> _Selected passage_:
Credit: Reuters/Ammar Awad

UMM EL-FAHM, Israel | Wed Oct 27, 2010 12:09pm EDT

UMM EL-FAHM, Israel (Reuters) - Israeli police on Wednesday fired tear gas and stun grenades to disperse Arabs who were protesting against a rally by ultranationalist Jews in an Israeli-Arab town.

Riot police, some on horseback, charged about 200 Arabs who threw stones at them before retreating, police spokesman Micky Rosenfeld said. Ten masked Arabs were arrested.

About 30 Jewish demonstrators had traveled from Jerusalem to Umm el-Fahm in northern Israel, the seat of an Islamic movement whose leader, Sheikh Raed Salah, says Israel endangers Muslim holy sites in Jerusalem.

The right-wing group held a brief rally in the city then were escorted away on buses by police.

The Jewish demonstrators want Israeli authorities to outlaw Salah's movement. One leader said that as Umm el-Fahm was a part of the Jewish state, they had the right to march there unhindered.

"We have there a cancer of the Islamic Movement that wants to destroy the state of Israel...from the inside and we want to protest that the government will outlaw the Islamic Movement, leader Baruch Marzel told supporters before the march.

Hassan Sammalah, an Umm el-Fahm resident, accused the Jewish demonstrators of seeking the expulsion of Israel's Arab minority, which makes up 20 percent of the population.

"Their goal is to initiate a situation where they can transfer the Arabs out of Israel to Lebanon or Jordan, not even to the West Bank," Sammalah said.

Ahmed Tibi, an Arab legislator in Israel's parliament, said the anger displayed by Umm el-Fahm residents was understandable.

"The unified position of the people of Umm al-Fahm was to repel those (ultranationalists) and the reaction was a natural one to this incursion by the security forces," Tibi said.

Police said they moved against the Arab protesters to prevent violence between residents and the marchers. When Marzel and his group held a similar march in the town in March 2009 clashes erupted and dozens were wounded.

Salah, an Umm el-Fahm resident, was jailed by an Israeli court for disorderly conduct and assault after scuffles with police who confronted protesters during engineering work near at Jerusalem's al-Aqsa mosque, Islam's third holiest site in 2007.

> _Data below_:
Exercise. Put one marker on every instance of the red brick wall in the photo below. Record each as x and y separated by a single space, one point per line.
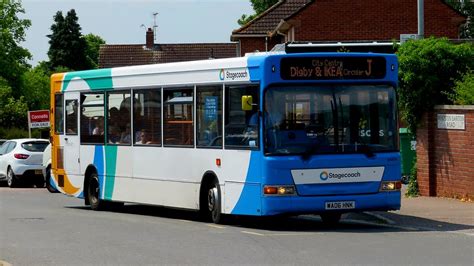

> _Task objective_:
Answer these questions using the report on the Umm el-Fahm protest.
1. How many people were arrested?
2. From which city had the Jewish demonstrators traveled?
3. What percentage of Israel's population does its Arab minority make up?
This data comes from a separate source.

> _Result below_:
1. Ten masked Arabs were arrested.
2. Jerusalem.
3. 20 percent.